*YOUR GOAL*
Reproduce the listing below word for word, leaving every line unchanged.

*Items from a labeling collection*

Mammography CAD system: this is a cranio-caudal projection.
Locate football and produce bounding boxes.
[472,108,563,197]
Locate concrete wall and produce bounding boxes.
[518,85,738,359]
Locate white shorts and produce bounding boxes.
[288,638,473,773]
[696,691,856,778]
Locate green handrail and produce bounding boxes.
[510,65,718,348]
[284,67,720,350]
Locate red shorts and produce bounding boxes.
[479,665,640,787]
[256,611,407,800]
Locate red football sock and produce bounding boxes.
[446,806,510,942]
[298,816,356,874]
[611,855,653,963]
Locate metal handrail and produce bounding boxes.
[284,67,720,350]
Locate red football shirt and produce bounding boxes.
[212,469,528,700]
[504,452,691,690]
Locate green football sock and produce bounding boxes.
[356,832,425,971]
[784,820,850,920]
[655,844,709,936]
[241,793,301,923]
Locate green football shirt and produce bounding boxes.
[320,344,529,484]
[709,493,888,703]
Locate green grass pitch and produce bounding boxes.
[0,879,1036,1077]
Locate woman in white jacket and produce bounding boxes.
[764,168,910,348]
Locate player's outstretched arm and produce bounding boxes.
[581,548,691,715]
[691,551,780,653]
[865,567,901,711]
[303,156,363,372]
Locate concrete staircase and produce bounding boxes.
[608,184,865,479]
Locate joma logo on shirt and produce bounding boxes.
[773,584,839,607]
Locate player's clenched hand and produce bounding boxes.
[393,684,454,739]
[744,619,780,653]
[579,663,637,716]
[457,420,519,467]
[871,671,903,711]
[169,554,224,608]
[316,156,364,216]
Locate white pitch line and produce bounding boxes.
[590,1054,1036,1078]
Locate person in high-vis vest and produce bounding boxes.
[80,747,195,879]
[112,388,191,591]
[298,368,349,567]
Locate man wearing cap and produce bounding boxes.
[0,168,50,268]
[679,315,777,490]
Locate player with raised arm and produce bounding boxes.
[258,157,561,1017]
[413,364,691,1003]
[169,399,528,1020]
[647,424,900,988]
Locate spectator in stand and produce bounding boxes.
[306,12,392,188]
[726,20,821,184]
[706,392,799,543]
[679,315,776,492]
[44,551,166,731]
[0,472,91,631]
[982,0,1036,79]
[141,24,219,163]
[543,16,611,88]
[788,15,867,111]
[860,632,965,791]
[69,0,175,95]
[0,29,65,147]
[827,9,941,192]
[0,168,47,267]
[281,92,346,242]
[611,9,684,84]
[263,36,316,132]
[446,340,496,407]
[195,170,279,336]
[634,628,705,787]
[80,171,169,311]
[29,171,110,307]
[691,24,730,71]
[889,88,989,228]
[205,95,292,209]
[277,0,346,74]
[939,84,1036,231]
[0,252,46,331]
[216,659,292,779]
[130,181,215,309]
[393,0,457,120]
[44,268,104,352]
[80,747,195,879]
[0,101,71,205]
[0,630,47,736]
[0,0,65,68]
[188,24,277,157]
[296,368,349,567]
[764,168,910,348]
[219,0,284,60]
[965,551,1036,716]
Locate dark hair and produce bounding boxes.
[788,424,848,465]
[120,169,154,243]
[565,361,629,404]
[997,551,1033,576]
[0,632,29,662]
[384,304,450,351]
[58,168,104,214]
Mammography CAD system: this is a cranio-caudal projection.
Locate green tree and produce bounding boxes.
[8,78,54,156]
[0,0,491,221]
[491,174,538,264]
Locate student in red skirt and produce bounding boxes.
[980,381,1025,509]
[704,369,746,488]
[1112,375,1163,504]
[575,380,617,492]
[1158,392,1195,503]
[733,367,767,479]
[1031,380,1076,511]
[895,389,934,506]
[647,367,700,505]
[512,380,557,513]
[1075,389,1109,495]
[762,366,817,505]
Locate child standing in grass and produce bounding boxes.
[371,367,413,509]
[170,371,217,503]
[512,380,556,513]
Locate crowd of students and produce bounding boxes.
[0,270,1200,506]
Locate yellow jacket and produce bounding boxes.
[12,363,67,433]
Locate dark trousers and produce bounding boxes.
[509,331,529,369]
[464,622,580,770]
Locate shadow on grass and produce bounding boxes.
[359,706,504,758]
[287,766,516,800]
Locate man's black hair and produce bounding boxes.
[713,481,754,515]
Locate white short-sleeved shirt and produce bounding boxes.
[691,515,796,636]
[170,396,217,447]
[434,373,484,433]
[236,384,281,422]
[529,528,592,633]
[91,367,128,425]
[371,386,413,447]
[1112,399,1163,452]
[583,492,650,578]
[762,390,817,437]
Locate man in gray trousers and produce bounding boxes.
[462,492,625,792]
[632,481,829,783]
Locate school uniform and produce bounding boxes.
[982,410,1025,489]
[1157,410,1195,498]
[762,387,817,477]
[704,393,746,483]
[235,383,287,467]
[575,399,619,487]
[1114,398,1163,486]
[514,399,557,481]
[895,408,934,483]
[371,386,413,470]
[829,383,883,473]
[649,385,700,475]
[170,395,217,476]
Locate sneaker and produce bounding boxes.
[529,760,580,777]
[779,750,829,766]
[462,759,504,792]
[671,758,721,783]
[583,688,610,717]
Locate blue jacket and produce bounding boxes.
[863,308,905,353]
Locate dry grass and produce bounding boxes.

*COMPLETE ANSWER*
Mammography CAD system: this is a cranio-caudal projection.
Locate football and produce bounding boxes.
[472,108,563,197]
Locate concrete wall and produce bounding boxes.
[518,85,738,359]
Locate white shorts and produce bounding boxes.
[288,638,473,773]
[696,691,856,778]
Locate green handrail and produce bounding boxes.
[510,65,718,348]
[284,67,720,350]
Locate red shorts and produce bounding boxes.
[479,665,640,787]
[256,611,407,800]
Locate red football sock and produce bounding boxes.
[446,806,510,942]
[298,816,356,874]
[611,855,653,963]
Locate metal handrail and produce bounding boxes.
[284,67,720,350]
Locate red football shirt and produce bounding boxes.
[212,469,528,700]
[504,452,691,690]
Locate green football sock and produce bounding boxes.
[356,832,425,971]
[784,820,850,920]
[655,844,709,936]
[241,793,301,923]
Locate green football shirt and produce bounding boxes.
[320,344,529,484]
[709,493,888,703]
Locate green grass pitch and produce bounding boxes.
[0,879,1036,1077]
Locate woman in white jacket and produce bounding boxes.
[764,168,910,348]
Locate player's outstretched arm and produce bounding boxes.
[581,548,691,715]
[691,551,780,653]
[865,567,901,711]
[303,156,363,372]
Locate concrete staircase and produce bounding boxes.
[608,184,865,479]
Locate joma logo on shirt and produce bounding boxes.
[773,584,839,607]
Locate player's clenched hand and produce bounding boxes.
[393,684,454,739]
[744,619,780,653]
[579,663,637,716]
[457,420,519,467]
[871,671,903,711]
[169,554,224,608]
[316,156,364,216]
Locate white pitch line and produce bounding boxes.
[590,1054,1036,1078]
Locate person in high-vis vest and produce bounding boxes.
[80,747,195,879]
[112,388,191,591]
[298,368,349,567]
Locate man wearing cap and produce bounding boxes.
[0,168,50,268]
[679,315,777,490]
Locate player with raised arm and produce bounding boxes.
[258,157,561,1017]
[413,364,691,1003]
[169,399,528,1020]
[647,424,900,988]
Locate spectator in stand and produce bounding boxes.
[306,12,392,188]
[726,20,821,184]
[706,392,799,543]
[679,315,776,492]
[44,551,166,731]
[0,472,91,631]
[982,0,1036,79]
[141,24,219,163]
[543,16,611,88]
[788,15,867,111]
[860,632,965,791]
[69,0,175,95]
[0,29,65,147]
[827,9,941,192]
[0,168,47,267]
[281,92,346,242]
[611,9,684,84]
[263,36,316,132]
[446,340,496,407]
[195,170,279,336]
[634,628,705,787]
[80,171,169,311]
[29,171,110,307]
[691,24,730,71]
[889,88,989,228]
[205,95,292,209]
[277,0,346,74]
[939,84,1036,231]
[0,252,46,331]
[216,659,292,779]
[130,181,215,309]
[393,0,457,120]
[44,268,104,352]
[80,747,195,879]
[0,101,71,205]
[0,630,47,736]
[0,0,65,68]
[188,24,277,157]
[296,368,349,567]
[764,168,910,348]
[219,0,284,60]
[965,551,1036,716]
Locate dark hair and produce bounding boxes.
[788,424,848,465]
[120,169,154,243]
[565,361,629,404]
[997,551,1033,576]
[0,632,29,662]
[384,304,450,351]
[58,168,104,214]
Mammography CAD system: this is a cranio-caudal projection.
Locate green tree and produce bounding boxes.
[8,78,54,156]
[0,0,491,221]
[491,174,538,264]
Locate student in red skirt and produce bounding boxes.
[980,381,1025,509]
[704,369,746,488]
[1112,375,1163,504]
[575,380,617,492]
[1158,392,1195,503]
[733,367,767,479]
[1031,380,1076,511]
[895,389,934,506]
[647,367,700,505]
[512,380,557,513]
[1075,389,1109,495]
[762,366,817,505]
Locate child standing in grass and produce bounding boxes.
[371,367,413,509]
[170,371,217,503]
[512,380,556,513]
Locate crowd of students and produce bounding boxes.
[0,270,1200,506]
Locate yellow jacket and produce bounding boxes.
[12,363,67,433]
Locate dark trousers and produce bounding boxes.
[509,331,529,369]
[464,622,580,770]
Locate shadow on grass and produce bounding boxes.
[359,706,504,758]
[287,766,516,800]
Locate man's black hair and produce bounding boxes.
[713,481,754,515]
Locate white short-sleeved shirt and produce bounding boxes.
[691,515,796,636]
[170,396,217,447]
[434,373,484,433]
[236,384,281,422]
[529,528,592,633]
[91,367,128,425]
[371,386,413,447]
[1112,399,1163,452]
[583,492,650,578]
[762,390,817,437]
Locate man in gray trousers and produce bounding boxes.
[462,492,625,792]
[632,481,829,783]
Locate school uniform and produce bounding boxes.
[982,410,1025,489]
[1157,410,1195,498]
[762,387,817,477]
[704,393,746,483]
[235,383,287,467]
[575,399,619,487]
[1114,398,1163,486]
[514,399,557,481]
[895,408,934,483]
[371,386,413,470]
[829,383,883,473]
[649,385,700,475]
[170,395,217,476]
Locate sneaker and produce bounding boxes.
[529,760,580,777]
[779,750,829,766]
[462,759,504,792]
[671,758,721,783]
[583,688,610,717]
Locate blue jacket and produce bounding boxes.
[863,308,905,353]
Locate dry grass and produce bounding boxes.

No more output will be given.